§ Source excerpt
* * *
COMMUNICATION FROM THE COMMISSION TO THE EUROPEAN PARLIAMENT, THE COUNCIL, THE EUROPEAN ECONOMIC AND SOCIAL COMMITTEE AND THE COMMITTEE OF THE REGIONS Youth Employment Initiative

/* COM/2013/0144 final */

52013DC0144

COMMUNICATION FROM THE COMMISSION TO THE EUROPEAN PARLIAMENT, THE COUNCIL, THE EUROPEAN ECONOMIC AND SOCIAL COMMITTEE AND THE COMMITTEE OF THE REGIONS Youth Employment Initiative /* COM/2013/0144 final */


COMMUNICATION FROM THE COMMISSION TO THE EUROPEAN PARLIAMENT, THE COUNCIL, THE EUROPEAN ECONOMIC AND SOCIAL COMMITTEE AND THE COMMITTEE OF THE REGIONS

Youth Employment Initiative

Introduction

The economic crisis is having an exceptionally severe impact on young people: the EU youth unemployment rate stood at 23.6 % in January 2013, more than twice as high as the adult rate, and no signs of improvement are in sight. 7.5 million Europeans aged 15-24 are neither in employment nor in education or training.

The situation is particularly acute in certain Member States and in certain regions. This poses a serious threat to social cohesion in the EU and risks having a long-term negative impact on economic potential and competitiveness. EU institutions and governments, businesses and social partners at all levels need to do all they can to avoid a "lost generation".

To tackle the unacceptably high levels of youth unemployment, the Commission adopted the Youth Employment Package on 5 December 2012. It includes a proposal for a Council Recommendation on Establishing a Youth Guarantee[1], launches a second-stage social partner consultation on a Quality Framework on Traineeships[2], announces a European Alliance for Apprenticeships and outlines ways to reduce obstacles to mobility for young people.[3]

The EU structural funds have already made an important contribution to the on-going fight against youth unemployment, in particular through the action teams established under the Youth Opportunities Initiative adopted in December 2011[4].
* * *
§ Record excerpts
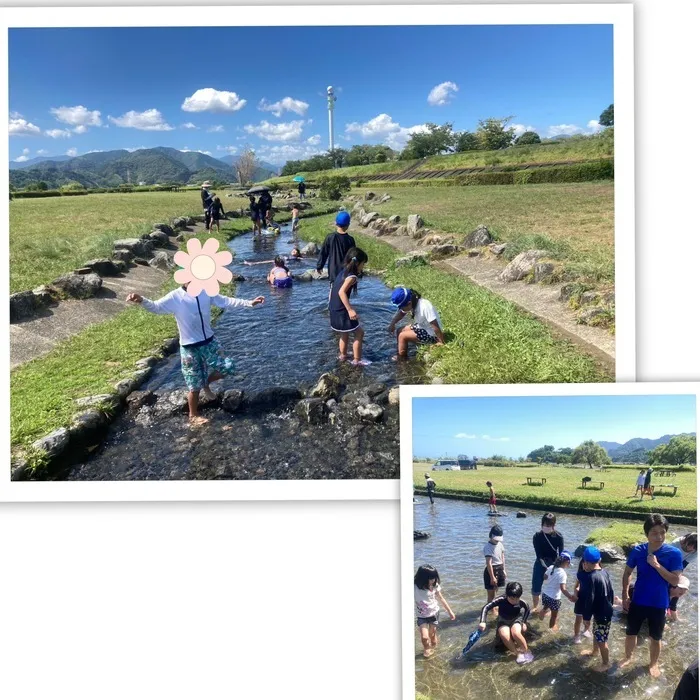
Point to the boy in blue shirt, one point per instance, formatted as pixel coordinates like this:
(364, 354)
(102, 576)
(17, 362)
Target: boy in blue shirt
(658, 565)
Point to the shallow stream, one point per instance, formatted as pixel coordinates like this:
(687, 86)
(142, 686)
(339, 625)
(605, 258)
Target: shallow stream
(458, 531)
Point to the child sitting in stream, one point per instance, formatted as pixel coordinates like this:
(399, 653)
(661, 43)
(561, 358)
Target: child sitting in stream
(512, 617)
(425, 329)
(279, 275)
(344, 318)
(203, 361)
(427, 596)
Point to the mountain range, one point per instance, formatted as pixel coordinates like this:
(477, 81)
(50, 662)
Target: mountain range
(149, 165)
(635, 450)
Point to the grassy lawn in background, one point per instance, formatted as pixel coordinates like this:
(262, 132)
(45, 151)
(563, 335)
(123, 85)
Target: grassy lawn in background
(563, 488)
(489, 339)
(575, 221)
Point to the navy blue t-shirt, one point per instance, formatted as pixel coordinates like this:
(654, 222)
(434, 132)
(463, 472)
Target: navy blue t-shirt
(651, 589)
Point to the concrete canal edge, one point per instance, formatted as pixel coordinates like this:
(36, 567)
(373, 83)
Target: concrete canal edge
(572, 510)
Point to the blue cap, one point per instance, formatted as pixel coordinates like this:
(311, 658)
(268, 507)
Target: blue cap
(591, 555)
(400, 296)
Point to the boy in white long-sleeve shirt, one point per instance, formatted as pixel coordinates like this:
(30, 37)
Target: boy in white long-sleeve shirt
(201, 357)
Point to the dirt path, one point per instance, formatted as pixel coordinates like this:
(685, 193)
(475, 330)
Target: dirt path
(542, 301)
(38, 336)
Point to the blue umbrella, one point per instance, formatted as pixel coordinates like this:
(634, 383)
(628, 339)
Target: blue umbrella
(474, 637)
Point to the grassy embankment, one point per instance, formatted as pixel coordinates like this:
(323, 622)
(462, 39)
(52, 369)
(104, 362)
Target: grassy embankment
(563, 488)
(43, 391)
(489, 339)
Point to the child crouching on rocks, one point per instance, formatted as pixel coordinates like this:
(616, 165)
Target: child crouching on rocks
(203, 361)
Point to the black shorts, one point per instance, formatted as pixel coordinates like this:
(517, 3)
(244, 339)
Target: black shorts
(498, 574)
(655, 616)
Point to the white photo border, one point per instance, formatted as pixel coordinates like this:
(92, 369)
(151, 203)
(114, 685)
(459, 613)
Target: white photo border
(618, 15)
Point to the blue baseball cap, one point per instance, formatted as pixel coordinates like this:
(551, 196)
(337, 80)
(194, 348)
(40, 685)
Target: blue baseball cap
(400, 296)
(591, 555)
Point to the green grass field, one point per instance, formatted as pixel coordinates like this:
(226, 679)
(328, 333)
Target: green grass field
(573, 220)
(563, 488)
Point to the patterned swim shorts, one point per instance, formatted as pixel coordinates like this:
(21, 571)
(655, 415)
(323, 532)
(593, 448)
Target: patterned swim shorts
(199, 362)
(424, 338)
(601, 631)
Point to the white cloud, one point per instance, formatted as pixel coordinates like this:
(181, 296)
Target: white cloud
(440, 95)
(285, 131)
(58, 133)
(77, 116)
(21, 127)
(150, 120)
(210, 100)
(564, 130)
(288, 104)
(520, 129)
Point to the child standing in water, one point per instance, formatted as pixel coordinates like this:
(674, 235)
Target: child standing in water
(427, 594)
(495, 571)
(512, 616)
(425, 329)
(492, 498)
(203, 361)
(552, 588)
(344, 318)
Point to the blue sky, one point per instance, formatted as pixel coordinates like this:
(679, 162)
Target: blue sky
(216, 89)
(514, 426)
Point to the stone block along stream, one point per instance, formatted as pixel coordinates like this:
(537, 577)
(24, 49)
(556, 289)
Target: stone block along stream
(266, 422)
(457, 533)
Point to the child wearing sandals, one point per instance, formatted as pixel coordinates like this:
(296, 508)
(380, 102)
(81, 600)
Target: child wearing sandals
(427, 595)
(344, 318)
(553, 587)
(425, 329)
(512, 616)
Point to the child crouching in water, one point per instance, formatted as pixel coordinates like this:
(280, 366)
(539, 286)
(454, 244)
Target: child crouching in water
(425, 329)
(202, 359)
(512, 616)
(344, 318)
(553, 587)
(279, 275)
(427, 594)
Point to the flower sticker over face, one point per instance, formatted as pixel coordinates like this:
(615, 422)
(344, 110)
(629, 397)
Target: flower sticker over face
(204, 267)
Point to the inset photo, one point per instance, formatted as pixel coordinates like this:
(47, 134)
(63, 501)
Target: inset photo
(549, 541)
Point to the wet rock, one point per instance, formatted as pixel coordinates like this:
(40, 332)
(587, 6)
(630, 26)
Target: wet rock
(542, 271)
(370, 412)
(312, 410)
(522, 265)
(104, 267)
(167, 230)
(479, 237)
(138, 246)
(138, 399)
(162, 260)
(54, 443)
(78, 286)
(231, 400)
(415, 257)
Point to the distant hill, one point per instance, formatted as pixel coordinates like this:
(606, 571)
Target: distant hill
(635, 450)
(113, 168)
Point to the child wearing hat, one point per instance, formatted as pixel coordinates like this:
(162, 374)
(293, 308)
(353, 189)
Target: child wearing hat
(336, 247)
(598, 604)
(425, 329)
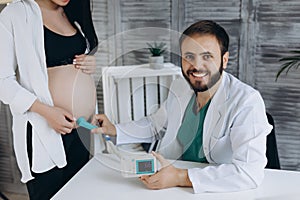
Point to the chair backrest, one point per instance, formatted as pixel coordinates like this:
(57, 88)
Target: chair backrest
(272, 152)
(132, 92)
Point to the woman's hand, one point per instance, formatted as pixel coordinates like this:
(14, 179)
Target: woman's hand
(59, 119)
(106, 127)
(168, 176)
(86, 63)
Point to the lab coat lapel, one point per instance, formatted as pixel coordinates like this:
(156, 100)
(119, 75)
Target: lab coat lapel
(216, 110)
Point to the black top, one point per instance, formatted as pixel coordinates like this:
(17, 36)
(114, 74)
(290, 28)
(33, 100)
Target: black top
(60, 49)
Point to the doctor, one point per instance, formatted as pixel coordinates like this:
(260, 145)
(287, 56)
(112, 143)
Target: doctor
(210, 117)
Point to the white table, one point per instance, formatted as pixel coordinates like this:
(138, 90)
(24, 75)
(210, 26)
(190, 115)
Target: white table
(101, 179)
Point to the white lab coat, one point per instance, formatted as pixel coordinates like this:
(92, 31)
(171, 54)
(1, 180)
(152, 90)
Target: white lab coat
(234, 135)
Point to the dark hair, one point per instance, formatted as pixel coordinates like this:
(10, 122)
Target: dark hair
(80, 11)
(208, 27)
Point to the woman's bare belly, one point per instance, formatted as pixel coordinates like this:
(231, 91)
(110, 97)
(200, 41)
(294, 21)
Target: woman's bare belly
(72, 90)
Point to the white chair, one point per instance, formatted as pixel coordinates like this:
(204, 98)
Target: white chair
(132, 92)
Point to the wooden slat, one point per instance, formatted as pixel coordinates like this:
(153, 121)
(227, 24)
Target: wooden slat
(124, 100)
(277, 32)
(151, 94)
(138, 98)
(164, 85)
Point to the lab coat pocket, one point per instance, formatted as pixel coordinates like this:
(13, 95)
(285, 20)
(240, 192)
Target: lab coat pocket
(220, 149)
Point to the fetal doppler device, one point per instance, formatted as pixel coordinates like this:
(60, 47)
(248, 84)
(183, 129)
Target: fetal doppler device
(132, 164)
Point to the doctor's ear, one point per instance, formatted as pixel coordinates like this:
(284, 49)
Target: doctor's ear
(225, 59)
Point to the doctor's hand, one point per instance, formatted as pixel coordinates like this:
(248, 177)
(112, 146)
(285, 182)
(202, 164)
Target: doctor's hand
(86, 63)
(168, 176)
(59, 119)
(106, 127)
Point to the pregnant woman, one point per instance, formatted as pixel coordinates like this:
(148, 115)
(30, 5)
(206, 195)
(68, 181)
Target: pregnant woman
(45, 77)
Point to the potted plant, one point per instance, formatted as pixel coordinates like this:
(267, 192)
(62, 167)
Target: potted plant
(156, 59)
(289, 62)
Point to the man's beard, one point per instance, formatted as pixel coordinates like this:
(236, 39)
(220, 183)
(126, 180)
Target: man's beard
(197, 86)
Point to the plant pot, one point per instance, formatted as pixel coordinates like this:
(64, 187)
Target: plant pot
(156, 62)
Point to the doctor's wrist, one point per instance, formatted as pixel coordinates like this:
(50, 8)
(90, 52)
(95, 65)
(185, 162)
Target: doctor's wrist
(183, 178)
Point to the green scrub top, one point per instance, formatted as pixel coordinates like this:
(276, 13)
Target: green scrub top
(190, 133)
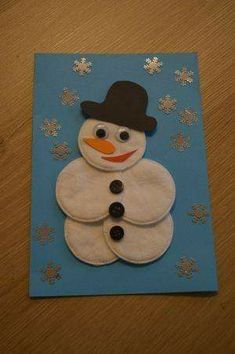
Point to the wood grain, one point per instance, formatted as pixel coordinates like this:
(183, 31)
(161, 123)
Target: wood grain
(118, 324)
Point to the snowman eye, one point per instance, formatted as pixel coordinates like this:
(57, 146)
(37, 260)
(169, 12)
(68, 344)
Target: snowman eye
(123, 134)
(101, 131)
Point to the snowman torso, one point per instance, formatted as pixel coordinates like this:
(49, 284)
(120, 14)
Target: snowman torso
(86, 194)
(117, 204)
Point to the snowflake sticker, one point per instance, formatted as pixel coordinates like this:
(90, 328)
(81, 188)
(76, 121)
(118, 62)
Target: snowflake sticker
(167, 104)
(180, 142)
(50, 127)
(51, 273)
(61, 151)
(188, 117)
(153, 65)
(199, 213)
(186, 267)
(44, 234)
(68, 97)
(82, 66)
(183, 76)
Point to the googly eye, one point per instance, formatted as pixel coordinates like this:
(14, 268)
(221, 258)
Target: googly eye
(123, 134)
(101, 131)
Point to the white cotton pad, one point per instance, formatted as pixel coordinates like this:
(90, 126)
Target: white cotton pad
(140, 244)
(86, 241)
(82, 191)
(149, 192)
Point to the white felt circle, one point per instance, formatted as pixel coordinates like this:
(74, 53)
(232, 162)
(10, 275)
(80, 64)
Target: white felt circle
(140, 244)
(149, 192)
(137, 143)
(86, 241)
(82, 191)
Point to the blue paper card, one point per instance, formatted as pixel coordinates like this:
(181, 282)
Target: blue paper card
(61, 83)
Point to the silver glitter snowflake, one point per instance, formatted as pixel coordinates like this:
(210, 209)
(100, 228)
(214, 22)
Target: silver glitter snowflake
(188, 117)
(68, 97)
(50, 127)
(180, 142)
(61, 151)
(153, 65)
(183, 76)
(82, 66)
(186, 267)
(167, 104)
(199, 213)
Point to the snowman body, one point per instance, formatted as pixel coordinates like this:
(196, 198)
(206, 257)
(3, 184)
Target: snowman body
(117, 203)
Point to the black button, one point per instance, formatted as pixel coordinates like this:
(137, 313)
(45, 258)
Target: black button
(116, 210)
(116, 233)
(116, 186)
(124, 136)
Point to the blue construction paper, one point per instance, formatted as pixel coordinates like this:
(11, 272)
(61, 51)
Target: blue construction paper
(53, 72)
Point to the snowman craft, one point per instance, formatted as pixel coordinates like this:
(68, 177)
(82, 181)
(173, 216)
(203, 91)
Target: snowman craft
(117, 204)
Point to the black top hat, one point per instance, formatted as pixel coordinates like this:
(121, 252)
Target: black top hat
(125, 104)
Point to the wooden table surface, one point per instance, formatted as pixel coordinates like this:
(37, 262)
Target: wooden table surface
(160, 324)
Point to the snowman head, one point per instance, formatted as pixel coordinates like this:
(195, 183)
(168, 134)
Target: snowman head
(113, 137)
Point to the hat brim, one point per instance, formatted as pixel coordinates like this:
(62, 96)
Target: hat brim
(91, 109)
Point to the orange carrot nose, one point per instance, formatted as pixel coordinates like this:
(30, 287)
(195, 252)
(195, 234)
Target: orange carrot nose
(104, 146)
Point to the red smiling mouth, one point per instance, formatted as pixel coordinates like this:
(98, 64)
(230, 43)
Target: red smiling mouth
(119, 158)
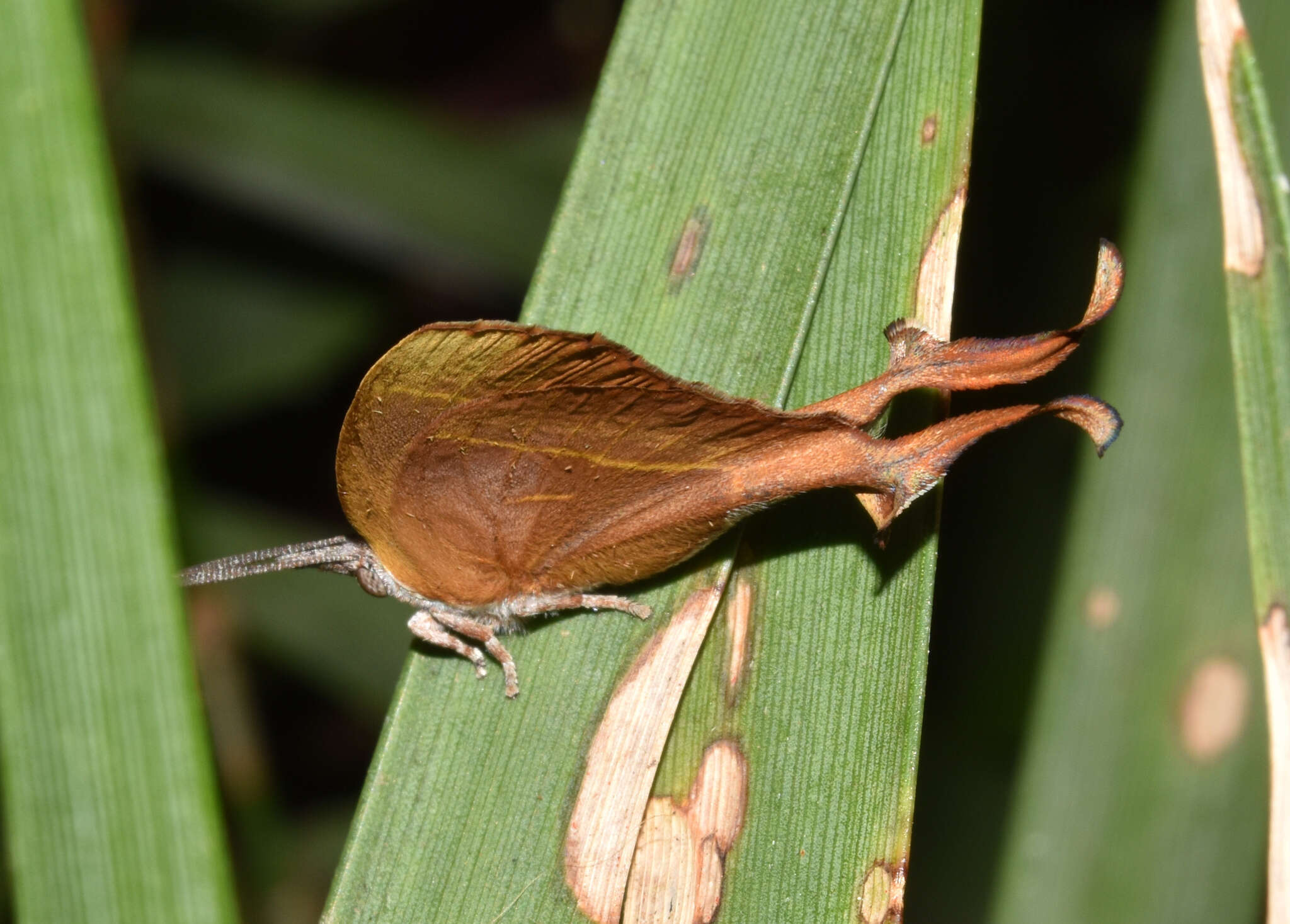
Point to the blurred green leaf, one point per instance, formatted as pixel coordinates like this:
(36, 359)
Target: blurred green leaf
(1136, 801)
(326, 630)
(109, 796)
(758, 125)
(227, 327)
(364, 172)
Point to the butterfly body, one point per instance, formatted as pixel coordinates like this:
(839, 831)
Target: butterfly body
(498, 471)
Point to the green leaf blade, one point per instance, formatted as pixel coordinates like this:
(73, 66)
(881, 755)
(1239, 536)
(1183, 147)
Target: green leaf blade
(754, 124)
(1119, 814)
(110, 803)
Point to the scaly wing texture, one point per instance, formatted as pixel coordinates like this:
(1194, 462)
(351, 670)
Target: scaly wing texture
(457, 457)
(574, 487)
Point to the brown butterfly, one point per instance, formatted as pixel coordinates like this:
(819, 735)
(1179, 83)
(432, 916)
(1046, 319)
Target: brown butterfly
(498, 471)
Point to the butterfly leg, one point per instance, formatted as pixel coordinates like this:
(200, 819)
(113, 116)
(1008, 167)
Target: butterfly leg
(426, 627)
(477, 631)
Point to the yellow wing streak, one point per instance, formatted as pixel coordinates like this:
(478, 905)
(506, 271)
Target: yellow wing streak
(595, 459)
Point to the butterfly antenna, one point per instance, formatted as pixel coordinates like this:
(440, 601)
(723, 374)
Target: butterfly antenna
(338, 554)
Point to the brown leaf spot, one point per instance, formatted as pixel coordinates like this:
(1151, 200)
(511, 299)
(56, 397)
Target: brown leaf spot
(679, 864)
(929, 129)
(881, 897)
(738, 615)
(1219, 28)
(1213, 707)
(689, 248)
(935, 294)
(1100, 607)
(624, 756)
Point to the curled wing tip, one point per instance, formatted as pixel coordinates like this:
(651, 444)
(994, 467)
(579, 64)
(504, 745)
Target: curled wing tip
* * *
§ Exercise
In the Youth Employment Initiative communication, why must EU institutions, governments, businesses and social partners do all they can to avoid a "lost generation"? Answer in one to three sentences.

§ Task answer
The crisis has hit young people exceptionally hard. EU youth unemployment stood at 23.6% in January 2013, more than twice the adult rate, and the situation is particularly acute in certain Member States and regions. This poses a serious threat to social cohesion in the EU and risks a long-term negative impact on economic potential and competitiveness.